→ **TEXT PROVIDED**:

The Minyades () were three Orchomenian (Arcadian) princesses in Greek mythology. These sisters were protagonists of a myth about the perils of neglecting the worship of Dionysus.

Names and family 
The names of the Minyades were Alcathoe (or Alcithoe), Leucippe and Arsippe (although instead of "Arsippe", Claudius Aelianus calls the latter "Aristippa", and Plutarch "Arsinoë"; Ovid uses "Leuconoe" instead of "Leucippe"). They were daughters of Minyas, king of Orchomenus, Boeotia.

Mythology

At the time when the worship of Dionysus was introduced into Boeotia, and while the other women and maidens were reveling and ranging over the mountains in Bacchic joy, these sisters alone remained at home, devoting themselves to their usual occupations, and thus profaning the days sacred to the god.  Dionysus punished them by changing them into bats, and their work into vines. Plutarch, Aelian, and Antoninus Liberalis, though with some differences in the detail, relate that Dionysus appeared to the sisters in the form of a maiden, and invited them to partake in the Dionysian Mysteries.  When the sisters declined the invitation, the god metamorphosed himself successively into a bull, a lion, and a panther, and the sisters were driven mad.

(Entries from a pointing dataset)
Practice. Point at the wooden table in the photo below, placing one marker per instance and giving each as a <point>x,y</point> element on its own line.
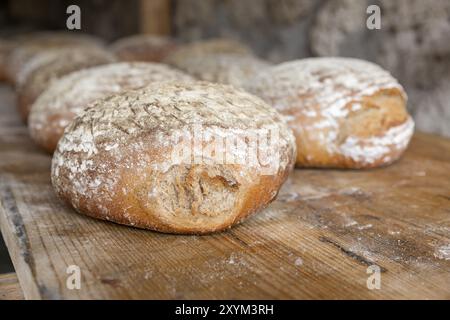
<point>316,241</point>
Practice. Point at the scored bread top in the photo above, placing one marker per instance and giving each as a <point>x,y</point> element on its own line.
<point>131,132</point>
<point>345,105</point>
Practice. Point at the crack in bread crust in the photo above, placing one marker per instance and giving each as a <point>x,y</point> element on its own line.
<point>114,161</point>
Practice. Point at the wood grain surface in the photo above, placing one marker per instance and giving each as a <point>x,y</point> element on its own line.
<point>9,287</point>
<point>315,242</point>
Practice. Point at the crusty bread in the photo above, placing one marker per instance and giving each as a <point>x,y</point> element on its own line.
<point>50,65</point>
<point>121,160</point>
<point>345,113</point>
<point>226,68</point>
<point>186,52</point>
<point>66,98</point>
<point>143,47</point>
<point>30,44</point>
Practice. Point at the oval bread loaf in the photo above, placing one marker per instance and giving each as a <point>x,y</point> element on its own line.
<point>28,45</point>
<point>147,48</point>
<point>179,58</point>
<point>226,68</point>
<point>144,158</point>
<point>48,66</point>
<point>66,98</point>
<point>345,113</point>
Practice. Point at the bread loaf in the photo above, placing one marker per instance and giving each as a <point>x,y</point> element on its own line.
<point>28,45</point>
<point>153,158</point>
<point>66,98</point>
<point>345,113</point>
<point>50,65</point>
<point>147,48</point>
<point>226,68</point>
<point>186,52</point>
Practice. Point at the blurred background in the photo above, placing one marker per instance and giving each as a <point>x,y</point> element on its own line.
<point>413,42</point>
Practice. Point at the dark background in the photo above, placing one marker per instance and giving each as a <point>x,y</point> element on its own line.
<point>413,43</point>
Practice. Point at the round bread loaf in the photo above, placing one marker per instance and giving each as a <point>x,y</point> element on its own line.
<point>179,57</point>
<point>48,66</point>
<point>174,157</point>
<point>148,48</point>
<point>345,113</point>
<point>28,45</point>
<point>66,98</point>
<point>226,68</point>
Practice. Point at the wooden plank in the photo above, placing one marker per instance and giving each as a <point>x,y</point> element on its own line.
<point>155,16</point>
<point>316,241</point>
<point>9,287</point>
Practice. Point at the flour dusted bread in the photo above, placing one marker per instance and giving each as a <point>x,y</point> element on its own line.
<point>227,68</point>
<point>66,98</point>
<point>130,158</point>
<point>184,53</point>
<point>345,113</point>
<point>147,48</point>
<point>48,66</point>
<point>28,45</point>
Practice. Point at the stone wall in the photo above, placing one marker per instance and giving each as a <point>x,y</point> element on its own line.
<point>413,43</point>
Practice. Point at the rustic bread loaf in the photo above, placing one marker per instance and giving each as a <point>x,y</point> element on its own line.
<point>227,68</point>
<point>345,113</point>
<point>66,98</point>
<point>48,66</point>
<point>28,45</point>
<point>153,158</point>
<point>186,52</point>
<point>147,48</point>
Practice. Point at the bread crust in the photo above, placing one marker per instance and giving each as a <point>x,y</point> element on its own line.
<point>228,68</point>
<point>345,113</point>
<point>115,162</point>
<point>146,48</point>
<point>48,66</point>
<point>26,46</point>
<point>64,99</point>
<point>179,58</point>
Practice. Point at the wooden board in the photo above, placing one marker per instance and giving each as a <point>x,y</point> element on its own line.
<point>9,287</point>
<point>316,241</point>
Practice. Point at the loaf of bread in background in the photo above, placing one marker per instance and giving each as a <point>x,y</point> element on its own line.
<point>226,68</point>
<point>50,65</point>
<point>143,47</point>
<point>129,158</point>
<point>28,45</point>
<point>186,52</point>
<point>345,113</point>
<point>66,98</point>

→ **REQUEST**:
Reproduce word for word the stretch of the text on the Minyades from "The Minyades ()" through "worship of Dionysus.". The material here has no connection to the text about the Minyades.

→ **WRITTEN RESPONSE**:
The Minyades () were three Orchomenian (Arcadian) princesses in Greek mythology. These sisters were protagonists of a myth about the perils of neglecting the worship of Dionysus.